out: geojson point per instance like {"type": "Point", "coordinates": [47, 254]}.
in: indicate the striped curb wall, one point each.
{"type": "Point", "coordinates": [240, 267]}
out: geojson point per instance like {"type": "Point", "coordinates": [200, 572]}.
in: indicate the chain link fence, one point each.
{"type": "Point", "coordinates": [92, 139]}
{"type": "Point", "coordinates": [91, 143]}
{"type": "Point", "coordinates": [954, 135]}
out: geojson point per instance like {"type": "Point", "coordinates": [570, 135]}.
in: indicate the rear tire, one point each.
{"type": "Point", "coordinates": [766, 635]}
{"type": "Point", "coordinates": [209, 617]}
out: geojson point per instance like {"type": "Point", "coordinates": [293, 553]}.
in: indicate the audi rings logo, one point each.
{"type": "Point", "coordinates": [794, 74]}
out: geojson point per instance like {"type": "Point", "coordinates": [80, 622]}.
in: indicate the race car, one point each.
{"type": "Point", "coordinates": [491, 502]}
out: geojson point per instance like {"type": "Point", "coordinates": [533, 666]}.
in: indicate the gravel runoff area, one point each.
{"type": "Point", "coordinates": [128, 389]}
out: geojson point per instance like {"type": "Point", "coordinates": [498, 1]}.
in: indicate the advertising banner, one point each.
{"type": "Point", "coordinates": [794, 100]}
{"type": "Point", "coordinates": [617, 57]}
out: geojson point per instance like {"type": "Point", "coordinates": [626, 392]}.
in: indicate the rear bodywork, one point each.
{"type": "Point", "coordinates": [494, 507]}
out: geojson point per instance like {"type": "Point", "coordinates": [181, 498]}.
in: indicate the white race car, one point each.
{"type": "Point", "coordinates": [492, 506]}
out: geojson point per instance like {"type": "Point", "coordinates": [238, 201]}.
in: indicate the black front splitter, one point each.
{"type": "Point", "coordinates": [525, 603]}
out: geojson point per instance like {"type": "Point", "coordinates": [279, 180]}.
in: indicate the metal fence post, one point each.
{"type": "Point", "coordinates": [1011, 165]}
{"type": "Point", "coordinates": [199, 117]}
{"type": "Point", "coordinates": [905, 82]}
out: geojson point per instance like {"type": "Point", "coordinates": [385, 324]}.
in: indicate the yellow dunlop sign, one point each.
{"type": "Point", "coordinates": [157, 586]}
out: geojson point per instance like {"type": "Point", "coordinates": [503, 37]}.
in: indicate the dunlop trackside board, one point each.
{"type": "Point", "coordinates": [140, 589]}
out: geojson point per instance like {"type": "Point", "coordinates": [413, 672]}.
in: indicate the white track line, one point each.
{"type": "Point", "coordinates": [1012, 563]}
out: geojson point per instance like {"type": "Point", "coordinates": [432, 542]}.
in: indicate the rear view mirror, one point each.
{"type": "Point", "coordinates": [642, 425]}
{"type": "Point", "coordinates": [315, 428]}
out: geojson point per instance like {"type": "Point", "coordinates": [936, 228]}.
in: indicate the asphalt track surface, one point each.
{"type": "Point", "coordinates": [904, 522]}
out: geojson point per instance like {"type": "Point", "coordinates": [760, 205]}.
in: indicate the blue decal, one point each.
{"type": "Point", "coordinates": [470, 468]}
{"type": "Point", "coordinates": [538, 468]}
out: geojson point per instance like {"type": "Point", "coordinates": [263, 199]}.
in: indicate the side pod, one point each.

----

■ **Direction**
Return the listing above in its exact form.

■ **Full answer**
out: geojson point per instance like {"type": "Point", "coordinates": [47, 254]}.
in: indicate the striped curb wall, one point each.
{"type": "Point", "coordinates": [240, 267]}
out: geojson point per instance like {"type": "Point", "coordinates": [200, 572]}.
in: indicate the chain link fence, one point each.
{"type": "Point", "coordinates": [92, 139]}
{"type": "Point", "coordinates": [91, 143]}
{"type": "Point", "coordinates": [954, 135]}
out: geojson point per instance like {"type": "Point", "coordinates": [570, 135]}.
in: indicate the rear tire, one point each.
{"type": "Point", "coordinates": [766, 635]}
{"type": "Point", "coordinates": [209, 617]}
out: geojson point per instance like {"type": "Point", "coordinates": [293, 553]}.
in: indicate the audi rings logo, one point each.
{"type": "Point", "coordinates": [794, 74]}
out: geojson point per instance like {"type": "Point", "coordinates": [80, 622]}.
in: indicate the race car, one point each.
{"type": "Point", "coordinates": [491, 502]}
out: geojson point per instance like {"type": "Point", "coordinates": [533, 666]}.
in: indicate the gravel runoff area, one point each.
{"type": "Point", "coordinates": [128, 389]}
out: geojson point per instance like {"type": "Point", "coordinates": [498, 1]}.
in: indicate the advertising banner, one point each.
{"type": "Point", "coordinates": [794, 100]}
{"type": "Point", "coordinates": [617, 57]}
out: geojson point per instance like {"type": "Point", "coordinates": [626, 392]}.
in: indicate the rear bodywork, one point each.
{"type": "Point", "coordinates": [494, 507]}
out: geojson point per instance like {"type": "Point", "coordinates": [181, 498]}.
in: indicate the white race car, one point each.
{"type": "Point", "coordinates": [492, 506]}
out: geojson point per instance like {"type": "Point", "coordinates": [238, 201]}.
in: indicate the black front splitter, one point each.
{"type": "Point", "coordinates": [525, 603]}
out: geojson point per instance like {"type": "Point", "coordinates": [279, 180]}.
in: indicate the metal fence post, one point each.
{"type": "Point", "coordinates": [1011, 165]}
{"type": "Point", "coordinates": [199, 117]}
{"type": "Point", "coordinates": [905, 82]}
out: geojson point per instance like {"type": "Point", "coordinates": [385, 324]}.
in: indicate the yellow dunlop sign, one point each.
{"type": "Point", "coordinates": [157, 586]}
out: geojson point per instance like {"type": "Point", "coordinates": [503, 37]}.
in: indicate the dunlop trackside board, one point each.
{"type": "Point", "coordinates": [140, 589]}
out: geojson point per instance like {"type": "Point", "coordinates": [413, 672]}.
in: indicate the white track line, one point each.
{"type": "Point", "coordinates": [1012, 563]}
out: geojson point per instance like {"type": "Point", "coordinates": [432, 542]}.
in: indicate the rear view mirror, one point each.
{"type": "Point", "coordinates": [642, 425]}
{"type": "Point", "coordinates": [315, 428]}
out: geojson point per instance like {"type": "Point", "coordinates": [936, 228]}.
in: indicate the asphalt track surface, one point each.
{"type": "Point", "coordinates": [904, 522]}
out: geojson point per instance like {"type": "Point", "coordinates": [760, 205]}.
in: indicate the blue decal, one point each.
{"type": "Point", "coordinates": [470, 468]}
{"type": "Point", "coordinates": [538, 468]}
out: geojson point per instance like {"type": "Point", "coordinates": [263, 199]}.
in: indicate the side pod, one point each.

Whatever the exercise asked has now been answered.